▶ **Supplied entries**:
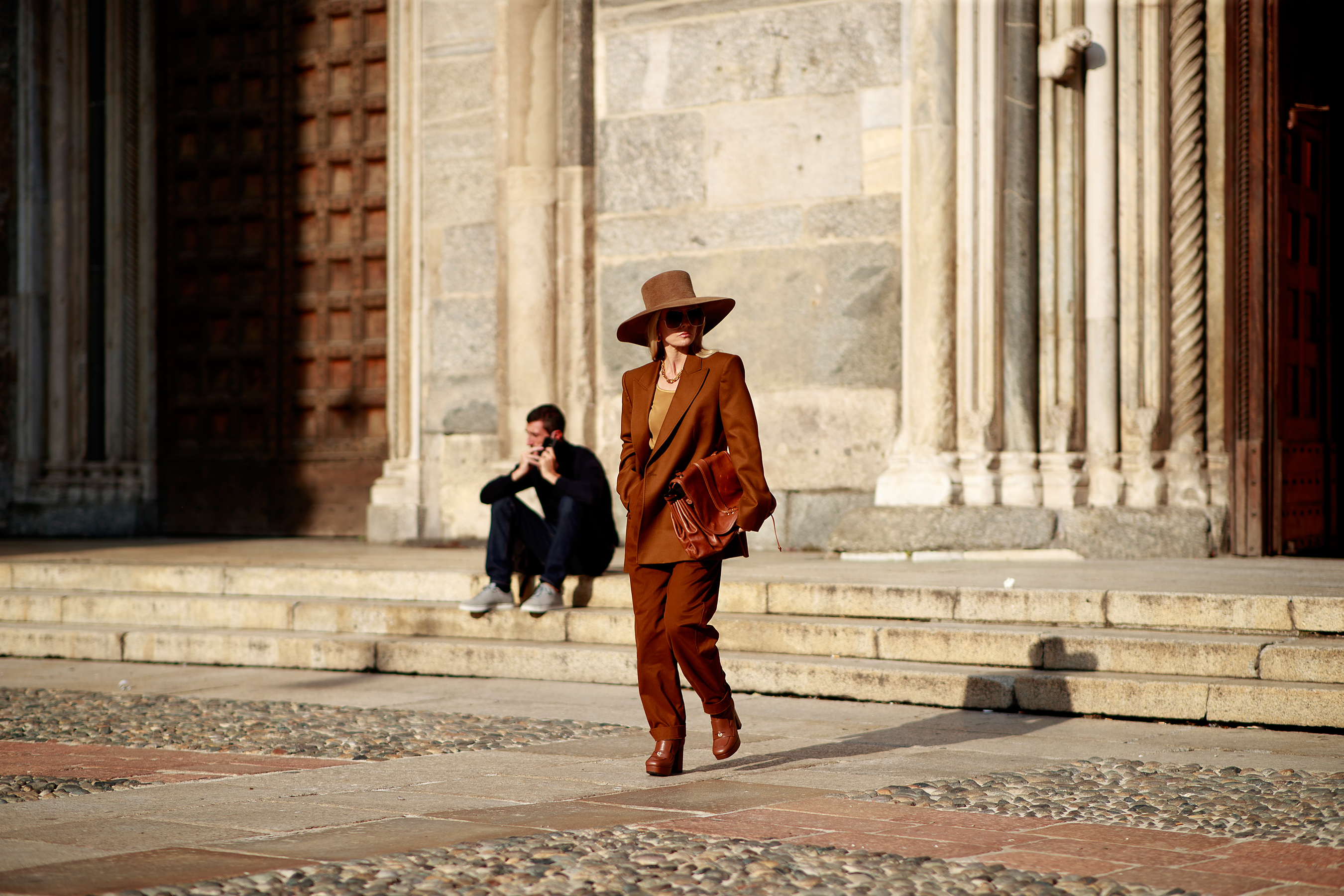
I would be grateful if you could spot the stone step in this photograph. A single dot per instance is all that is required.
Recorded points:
(1112, 693)
(1182, 653)
(1225, 613)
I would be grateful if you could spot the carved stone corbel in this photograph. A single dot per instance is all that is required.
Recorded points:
(1061, 57)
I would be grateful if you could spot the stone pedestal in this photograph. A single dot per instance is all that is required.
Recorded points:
(394, 508)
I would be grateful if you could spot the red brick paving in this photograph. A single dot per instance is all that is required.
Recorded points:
(1118, 852)
(100, 761)
(1141, 837)
(1210, 866)
(1199, 882)
(1026, 860)
(987, 839)
(885, 844)
(1296, 853)
(1283, 870)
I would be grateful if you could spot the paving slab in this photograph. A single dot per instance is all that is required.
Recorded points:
(1224, 575)
(375, 837)
(124, 871)
(99, 761)
(795, 751)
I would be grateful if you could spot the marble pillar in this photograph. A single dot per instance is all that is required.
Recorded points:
(397, 499)
(1100, 251)
(30, 251)
(1059, 234)
(1019, 477)
(1185, 460)
(1216, 269)
(1143, 258)
(979, 245)
(922, 466)
(529, 220)
(575, 231)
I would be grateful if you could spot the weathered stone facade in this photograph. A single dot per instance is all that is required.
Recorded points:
(978, 250)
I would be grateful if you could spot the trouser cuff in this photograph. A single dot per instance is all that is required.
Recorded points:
(669, 733)
(719, 707)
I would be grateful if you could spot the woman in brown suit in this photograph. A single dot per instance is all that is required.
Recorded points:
(684, 405)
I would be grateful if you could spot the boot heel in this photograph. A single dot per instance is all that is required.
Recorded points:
(666, 758)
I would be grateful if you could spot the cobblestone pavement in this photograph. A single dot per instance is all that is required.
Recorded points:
(620, 862)
(1293, 806)
(20, 789)
(268, 727)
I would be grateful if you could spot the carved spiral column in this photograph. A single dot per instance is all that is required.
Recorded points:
(1187, 251)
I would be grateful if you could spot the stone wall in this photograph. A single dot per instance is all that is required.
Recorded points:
(457, 242)
(759, 149)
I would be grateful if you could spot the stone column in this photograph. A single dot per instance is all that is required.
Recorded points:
(1064, 41)
(396, 510)
(1216, 270)
(1185, 460)
(1143, 131)
(1020, 481)
(65, 262)
(1100, 254)
(529, 225)
(31, 256)
(979, 246)
(924, 462)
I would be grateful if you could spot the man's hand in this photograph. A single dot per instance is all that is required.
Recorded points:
(526, 462)
(546, 464)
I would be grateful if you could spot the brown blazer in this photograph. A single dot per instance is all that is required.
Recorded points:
(710, 412)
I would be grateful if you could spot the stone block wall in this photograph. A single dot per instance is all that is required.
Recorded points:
(759, 148)
(459, 314)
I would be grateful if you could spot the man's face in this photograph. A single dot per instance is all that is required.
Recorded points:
(537, 435)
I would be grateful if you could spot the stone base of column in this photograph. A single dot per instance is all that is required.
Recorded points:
(1187, 483)
(394, 510)
(1105, 484)
(1019, 479)
(920, 480)
(979, 481)
(1218, 477)
(1145, 485)
(1062, 480)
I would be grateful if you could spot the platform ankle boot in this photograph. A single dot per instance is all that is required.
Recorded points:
(666, 758)
(726, 739)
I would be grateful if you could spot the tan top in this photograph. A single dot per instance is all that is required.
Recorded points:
(659, 412)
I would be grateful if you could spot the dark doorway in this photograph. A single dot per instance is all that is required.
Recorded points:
(1303, 473)
(272, 264)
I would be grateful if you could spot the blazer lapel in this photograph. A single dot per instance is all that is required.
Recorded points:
(642, 397)
(692, 378)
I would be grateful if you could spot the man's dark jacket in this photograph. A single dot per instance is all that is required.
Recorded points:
(584, 480)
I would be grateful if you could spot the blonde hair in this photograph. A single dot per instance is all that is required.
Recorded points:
(656, 349)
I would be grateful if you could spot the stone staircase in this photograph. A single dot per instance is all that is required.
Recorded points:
(1228, 659)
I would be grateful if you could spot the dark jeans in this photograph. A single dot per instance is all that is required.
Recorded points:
(511, 520)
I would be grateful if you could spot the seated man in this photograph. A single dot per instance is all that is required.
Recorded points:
(577, 537)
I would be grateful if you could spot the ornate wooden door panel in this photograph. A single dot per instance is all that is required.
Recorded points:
(273, 264)
(1303, 376)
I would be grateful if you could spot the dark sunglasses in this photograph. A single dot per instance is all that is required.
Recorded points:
(674, 319)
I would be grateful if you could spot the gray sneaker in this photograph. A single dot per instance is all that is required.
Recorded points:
(490, 598)
(546, 597)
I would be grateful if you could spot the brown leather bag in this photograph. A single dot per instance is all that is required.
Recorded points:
(705, 507)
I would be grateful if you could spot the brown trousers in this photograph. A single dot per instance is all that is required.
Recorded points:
(674, 604)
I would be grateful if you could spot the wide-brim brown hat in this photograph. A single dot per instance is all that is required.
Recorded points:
(667, 291)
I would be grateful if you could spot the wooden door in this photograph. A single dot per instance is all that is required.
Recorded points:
(1303, 401)
(273, 264)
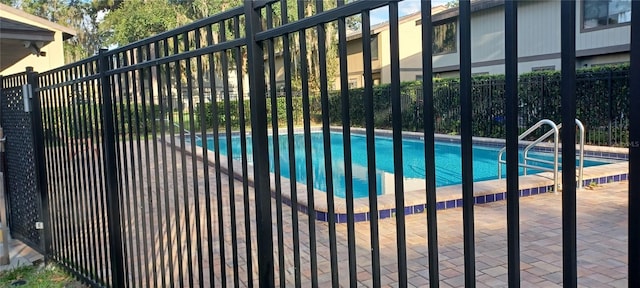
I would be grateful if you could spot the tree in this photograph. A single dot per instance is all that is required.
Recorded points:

▶ **What is required**: Without the pictures, copy out all the records above exactly.

▶ **Result of the exercise**:
I would be grateful if you could spot the stone step in this photograph. A single dot per instance is all that is required.
Recorded points:
(1112, 693)
(1182, 653)
(1225, 613)
I would be grateful if you could spot the carved stone corbel in this photograph. A single dot per instance is all that is required.
Recorded points:
(1061, 57)
I would be grateful if you could spot the stone pedestal in this photograph. A single dot per instance is all that is required.
Recorded points:
(394, 508)
I would be grateful if you could spot the red brick paving in this photograph. A single dot per instance is all that is required.
Recorded points:
(1118, 852)
(100, 761)
(1141, 837)
(1210, 866)
(1199, 882)
(1026, 860)
(987, 839)
(885, 844)
(1296, 853)
(1283, 870)
I would be grateful if you could spot the paving slab in this photograph. A single dot per instance is all that is required.
Recorded points:
(1224, 575)
(375, 837)
(124, 871)
(99, 761)
(795, 751)
I would be grateful if you could spot the marble pillar in this photograph. A single dot per instance is all that is required.
Recorded points:
(397, 499)
(1100, 251)
(30, 251)
(1059, 234)
(1019, 477)
(1185, 460)
(1216, 269)
(1143, 258)
(979, 245)
(922, 466)
(529, 220)
(575, 231)
I would be grateful if you could spot the weathered stone facade in this photograph. A single dot per instance is all that is required.
Recorded points:
(978, 250)
I would be grateful if you could spot the trouser cuff in this photograph. A single dot per instance is all that is required.
Recorded points:
(669, 733)
(719, 707)
I would be grateful if you could spot the woman in brown suit in this photograph. A single dot per instance is all that is required.
Recorded points:
(684, 405)
I would be grateful if you could spot the boot heel in this photograph. A single dot per instance is all that is required.
Recorded points:
(666, 758)
I would be grateful if you could spot the cobblestone pavement in this photograph. A single dot per instance is all that is required.
Recorded points:
(620, 862)
(1293, 806)
(20, 789)
(268, 727)
I would be grateful if you could spot the carved spiral column in this photograph. A single dot per instance is all that is required.
Recorded points:
(1187, 251)
I would be grateful if you could spot the stone wall in this photograph. A single dot per instance is all that is required.
Recorded points:
(457, 242)
(759, 149)
I would be grateful if you could spot the stone column in this photograph. A single dot per instance is all that is required.
Recorded points:
(1064, 41)
(396, 510)
(1216, 270)
(1185, 460)
(1143, 131)
(1020, 481)
(65, 262)
(1100, 254)
(529, 225)
(31, 256)
(979, 246)
(924, 462)
I would be grateful if you could spot the man's hand in this photograph. A single dot per instance is all that is required.
Recorded points:
(526, 462)
(546, 464)
I would be grateful if you could spot the brown blazer in this photograph. A single dot per instance is all that is required.
Recorded points:
(710, 412)
I would be grateful if you could spot the stone block wall in this photograph. A single dot per instance is all that is required.
Recorded points:
(759, 148)
(459, 314)
I would be grateful if you could spot the man's face in this photograph. A single dot per instance is all that is required.
Recorded points:
(537, 435)
I would be grateful if you could spot the stone base of column in this photograph. A single dot per instance is all that is required.
Recorded points:
(1187, 483)
(394, 510)
(1105, 484)
(1019, 479)
(920, 480)
(979, 481)
(1218, 477)
(1145, 485)
(1062, 480)
I would be grateful if you could spot the platform ankle boot in this photograph. A single dot per instance is all that is required.
Recorded points:
(666, 758)
(726, 739)
I would be grateful if you could spot the tan top in this photograph. A single dot per instance is all that is required.
Recorded points:
(659, 412)
I would be grateful if you could spot the dark doorway in this photograph. A single dot per instance is all that is required.
Recorded points:
(1303, 473)
(272, 264)
I would be grateful if you could spot the blazer lapel in this photograph. A single dot per instance is all that is required.
Recorded points:
(642, 397)
(692, 378)
I would be grateful if you could spot the man's dark jacket in this photograph. A single dot per instance is all that is required.
Recorded points:
(584, 480)
I would be grateful if you could spot the blonde hair in this photograph. A single dot per instance is all that is required.
Recorded points:
(656, 349)
I would be grateful if you could spot the stone staircase in this photograph. A single dot per instance is all that is required.
Recorded points:
(1228, 659)
I would be grateful if you could spot the dark jeans in this photograph. A single dot per instance is all that is required.
Recorded points:
(511, 520)
I would be grateful if you could spot the seated man in this photograph. A single dot per instance is all that is required.
Recorded points:
(577, 537)
I would be grateful if you could spot the ornate wooden door panel in this photograph. A single dot per instance is all that is required.
Recorded points:
(273, 264)
(1303, 376)
I would be grateful if you could spot the dark sunglasses in this photograph. A single dot per instance is all that is required.
Recorded points:
(674, 319)
I would be grateful if you could spot the gray sneaker in this photograph. A single dot per instance is all that is required.
Recorded points:
(490, 598)
(546, 597)
I would be grateful if you could spot the brown leather bag in this photograph. A single dot per instance is all that is required.
Recorded points:
(705, 507)
I would be grateful if you could spot the brown trousers in this photograph. A single dot per instance is all that is required.
Recorded points:
(674, 604)
I would be grateful if you could spot the wide-brim brown hat in this photograph. A single dot per instance is all that is required.
Recorded points:
(667, 291)
I would be grateful if you could spot the wooden door in this photograph. A single dot per instance is all that is required.
Recorded points:
(1303, 401)
(273, 264)
I would be grateful if you could spot the tree in this photograph. A single dot per instance is all that is required.
Recorded points:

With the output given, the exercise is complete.